* Written problem *
Each record below must be returned exactly as shown.

[Extracted records]

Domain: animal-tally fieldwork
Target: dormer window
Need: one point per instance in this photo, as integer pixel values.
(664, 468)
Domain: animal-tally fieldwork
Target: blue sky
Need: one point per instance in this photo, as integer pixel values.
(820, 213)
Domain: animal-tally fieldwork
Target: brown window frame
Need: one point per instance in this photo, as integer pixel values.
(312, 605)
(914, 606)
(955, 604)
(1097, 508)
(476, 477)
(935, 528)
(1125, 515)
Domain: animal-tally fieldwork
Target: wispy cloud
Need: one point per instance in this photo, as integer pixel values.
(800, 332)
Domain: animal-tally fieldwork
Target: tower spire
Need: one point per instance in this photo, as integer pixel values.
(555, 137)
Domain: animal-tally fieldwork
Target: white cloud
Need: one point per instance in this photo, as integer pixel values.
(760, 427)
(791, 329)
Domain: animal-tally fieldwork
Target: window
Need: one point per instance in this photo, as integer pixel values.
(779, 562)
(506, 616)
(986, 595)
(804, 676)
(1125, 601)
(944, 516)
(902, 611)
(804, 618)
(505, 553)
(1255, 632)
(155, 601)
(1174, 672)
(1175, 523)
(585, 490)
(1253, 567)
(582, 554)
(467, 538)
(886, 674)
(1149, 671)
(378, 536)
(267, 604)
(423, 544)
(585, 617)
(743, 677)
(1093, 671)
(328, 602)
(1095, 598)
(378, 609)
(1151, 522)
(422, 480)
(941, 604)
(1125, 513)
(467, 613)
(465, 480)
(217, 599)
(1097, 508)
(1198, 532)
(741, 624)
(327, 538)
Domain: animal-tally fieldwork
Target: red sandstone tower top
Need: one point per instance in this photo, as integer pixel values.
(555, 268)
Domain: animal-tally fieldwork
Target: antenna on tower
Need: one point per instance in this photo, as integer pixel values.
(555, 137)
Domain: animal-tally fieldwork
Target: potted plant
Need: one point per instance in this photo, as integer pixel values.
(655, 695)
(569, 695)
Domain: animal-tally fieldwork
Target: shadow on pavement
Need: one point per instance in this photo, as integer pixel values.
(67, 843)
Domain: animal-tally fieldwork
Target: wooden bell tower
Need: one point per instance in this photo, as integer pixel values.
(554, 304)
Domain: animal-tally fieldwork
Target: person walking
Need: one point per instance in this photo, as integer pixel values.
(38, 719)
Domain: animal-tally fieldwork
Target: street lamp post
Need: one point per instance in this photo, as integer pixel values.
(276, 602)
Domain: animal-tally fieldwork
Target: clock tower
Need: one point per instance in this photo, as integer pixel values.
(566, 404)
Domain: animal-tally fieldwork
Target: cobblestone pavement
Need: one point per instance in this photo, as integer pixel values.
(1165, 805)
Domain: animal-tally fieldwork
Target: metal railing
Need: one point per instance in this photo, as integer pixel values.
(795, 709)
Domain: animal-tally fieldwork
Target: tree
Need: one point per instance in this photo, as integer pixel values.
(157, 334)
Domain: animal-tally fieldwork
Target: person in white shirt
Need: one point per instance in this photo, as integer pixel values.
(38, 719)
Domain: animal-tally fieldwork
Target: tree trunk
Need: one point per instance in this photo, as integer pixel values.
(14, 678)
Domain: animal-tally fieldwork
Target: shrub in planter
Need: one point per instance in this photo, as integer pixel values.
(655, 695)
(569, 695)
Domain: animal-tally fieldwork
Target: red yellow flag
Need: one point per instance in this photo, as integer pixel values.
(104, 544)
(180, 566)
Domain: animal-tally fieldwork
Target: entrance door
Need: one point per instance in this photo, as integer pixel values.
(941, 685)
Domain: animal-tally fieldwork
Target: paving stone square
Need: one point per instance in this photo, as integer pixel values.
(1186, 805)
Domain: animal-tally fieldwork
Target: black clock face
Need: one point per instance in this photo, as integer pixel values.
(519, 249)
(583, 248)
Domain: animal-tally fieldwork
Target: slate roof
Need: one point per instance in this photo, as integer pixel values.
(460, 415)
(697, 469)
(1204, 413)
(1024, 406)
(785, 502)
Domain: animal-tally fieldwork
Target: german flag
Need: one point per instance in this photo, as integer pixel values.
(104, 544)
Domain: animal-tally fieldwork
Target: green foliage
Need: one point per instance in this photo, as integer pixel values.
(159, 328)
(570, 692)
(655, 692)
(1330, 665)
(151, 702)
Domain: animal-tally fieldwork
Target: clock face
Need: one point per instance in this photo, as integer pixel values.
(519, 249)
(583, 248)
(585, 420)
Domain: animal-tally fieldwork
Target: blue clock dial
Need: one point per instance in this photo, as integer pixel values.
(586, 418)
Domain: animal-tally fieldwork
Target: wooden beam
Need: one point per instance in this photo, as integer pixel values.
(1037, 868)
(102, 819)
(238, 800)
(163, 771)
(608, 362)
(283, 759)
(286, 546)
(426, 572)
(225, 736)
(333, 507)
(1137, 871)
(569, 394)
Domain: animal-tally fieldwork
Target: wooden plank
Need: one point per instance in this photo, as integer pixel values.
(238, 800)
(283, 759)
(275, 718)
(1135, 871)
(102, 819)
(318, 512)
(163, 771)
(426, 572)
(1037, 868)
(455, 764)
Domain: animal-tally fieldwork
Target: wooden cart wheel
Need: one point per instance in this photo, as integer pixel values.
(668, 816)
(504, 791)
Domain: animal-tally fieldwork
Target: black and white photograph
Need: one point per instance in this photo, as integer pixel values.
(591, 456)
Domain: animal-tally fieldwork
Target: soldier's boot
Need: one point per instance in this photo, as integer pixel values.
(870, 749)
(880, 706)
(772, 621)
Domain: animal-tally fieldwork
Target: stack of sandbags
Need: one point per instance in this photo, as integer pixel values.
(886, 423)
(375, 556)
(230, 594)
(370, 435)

* Right answer *
Domain: animal-tally fieldwork
Target: dormer window
Need: one point per instance in this photo, as integer pixel values.
(664, 468)
Domain: animal-tally fieldwork
Target: blue sky
Need: one point per instance in this photo, as integer pixel values.
(820, 213)
Domain: animal-tally fieldwork
Target: brown window frame
Need: one point per instance in this photo, as integer pixel values.
(312, 605)
(914, 606)
(955, 604)
(1097, 508)
(476, 477)
(935, 528)
(1125, 515)
Domain: animal-tally fieldwork
Target: wispy cloud
Need: one point per instance in this photo, as integer pixel values.
(800, 332)
Domain: animal-tally fieldwork
Target: tower spire
Need: one point per instance in this photo, as integer pixel values.
(555, 137)
Domain: animal-tally fieldwork
Target: white cloud
Need: one point per instance in this photo, as integer pixel values.
(760, 427)
(791, 329)
Domain: animal-tally fieldwork
Target: window
Need: one point per instance in this photo, as integer pixel values.
(779, 562)
(506, 616)
(986, 595)
(804, 676)
(1125, 601)
(944, 516)
(902, 611)
(804, 618)
(505, 553)
(1255, 632)
(155, 601)
(1174, 672)
(1175, 523)
(585, 490)
(1253, 567)
(582, 554)
(467, 538)
(886, 674)
(1149, 671)
(378, 536)
(267, 604)
(423, 544)
(585, 617)
(743, 677)
(1093, 671)
(328, 602)
(1095, 598)
(378, 609)
(1151, 522)
(422, 480)
(941, 604)
(1125, 513)
(467, 613)
(465, 480)
(217, 599)
(1097, 508)
(1198, 532)
(741, 624)
(327, 538)
Domain: animal-tally fieldwork
Target: red sandstone tower top
Need: one point per instance in this photo, as integer pixel values.
(555, 268)
Domain: animal-tally fieldwork
Target: antenna on tower
Need: one point per instance in this photo, as integer pixel values.
(555, 137)
Domain: animal-tally fieldwork
Target: potted plant
Need: one point per instance in this photo, as integer pixel values.
(655, 695)
(569, 695)
Domain: animal-tally fieldwork
Target: shadow on pavement
Need: one point per instance in this photo, as integer pixel values.
(67, 843)
Domain: animal-tally fieldwork
Target: wooden bell tower
Need: one point per instance in this photo, as integer pixel values.
(554, 304)
Domain: animal-tally fieldwork
Target: person walking
Need: one point per instance in this photo, as integer pixel values.
(38, 719)
Domain: animal-tally fieldwork
Target: street lamp post
Need: one point per instance in this photo, as integer pixel values.
(276, 602)
Domain: animal-tally fieldwork
Target: clock tower
Need: one point per instance in this photo, as integer pixel values.
(566, 404)
Domain: animal-tally fieldwork
Target: cobblestone pavement
Need: one point per instance in this photo, as integer pixel values.
(1165, 805)
Domain: animal-tally fieldwork
Target: metal railing
Need: one point per instance in this photo, as integer pixel values.
(795, 709)
Domain: animal-tally fieldwork
Target: tree
Need: one point per instance in this photo, as integer pixel values.
(157, 334)
Domain: animal-tally fieldwork
Target: person in white shirt
Need: one point per instance in this photo, as integer pixel values.
(38, 719)
Domain: animal-tally fieldwork
Target: tree trunk
Need: one point per instance in this photo, as integer pixel values.
(14, 678)
Domain: animal-tally fieldwork
Target: shrub in planter
Need: one point per instance in this photo, as integer pixel values.
(655, 695)
(569, 695)
Domain: animal-tally fieldwork
Target: red yellow flag
Need: one point per instance in this photo, as integer pixel values.
(104, 544)
(180, 566)
Domain: animal-tally fieldwork
Target: entrance door
Need: one point per instance in this photo, as integer pixel values.
(941, 685)
Domain: animal-tally fieldwork
Target: paving stone square
Need: one point per instance in this photo, as integer pixel values.
(1186, 805)
Domain: animal-tally fieldwork
Target: black clock face
Need: one point per instance in this photo, as integer pixel values.
(519, 249)
(583, 248)
Domain: animal-tally fieldwork
Target: slate roof
Need: one point per instance in this photo, as integer pixel values.
(460, 415)
(697, 469)
(1204, 413)
(1024, 406)
(785, 502)
Domain: animal-tally fieldwork
Target: german flag
Need: one point per instance in this photo, as integer pixel values.
(104, 544)
Domain: animal-tally fieldwork
Target: green foliage
Need: one point per instance in this photo, as integer pixel values.
(159, 328)
(570, 692)
(655, 692)
(1330, 665)
(151, 702)
Domain: animal-tally fieldwork
Target: clock face
Need: one point per instance in this photo, as integer pixel values.
(519, 249)
(583, 248)
(585, 420)
Domain: animal-tally fieldwork
Target: blue clock dial
Need: one point per instance in this photo, as integer pixel values.
(586, 418)
Domain: animal-tally fieldwork
Target: wooden beam
Need: one point per instance in this photo, as integer pixel values.
(1037, 868)
(102, 819)
(238, 800)
(163, 771)
(608, 362)
(283, 759)
(286, 546)
(426, 572)
(225, 736)
(333, 507)
(1137, 871)
(569, 394)
Domain: animal-tally fieldwork
Target: wooden plank
Need: one point per instance in this photo, as integer pixel values.
(238, 800)
(283, 759)
(275, 718)
(1135, 871)
(102, 819)
(318, 512)
(163, 771)
(426, 572)
(1037, 868)
(455, 764)
Domain: animal-tally fieldwork
Target: wooden cart wheel
Need: one point per instance in this photo, as integer pixel values.
(668, 816)
(504, 791)
Domain: animal-tally fieldwork
Target: black and white photograph
Need: one point per instance in this photo, as integer pixel values.
(591, 456)
Domain: animal-tally fieldwork
Target: soldier's boot
Need: one point per instance in this photo, as integer pixel values.
(870, 749)
(880, 706)
(772, 621)
Domain: animal-tally fieldwork
Target: stack of sandbags
Need: one point per instance in this photo, as integer pixel values.
(886, 423)
(375, 556)
(230, 594)
(370, 435)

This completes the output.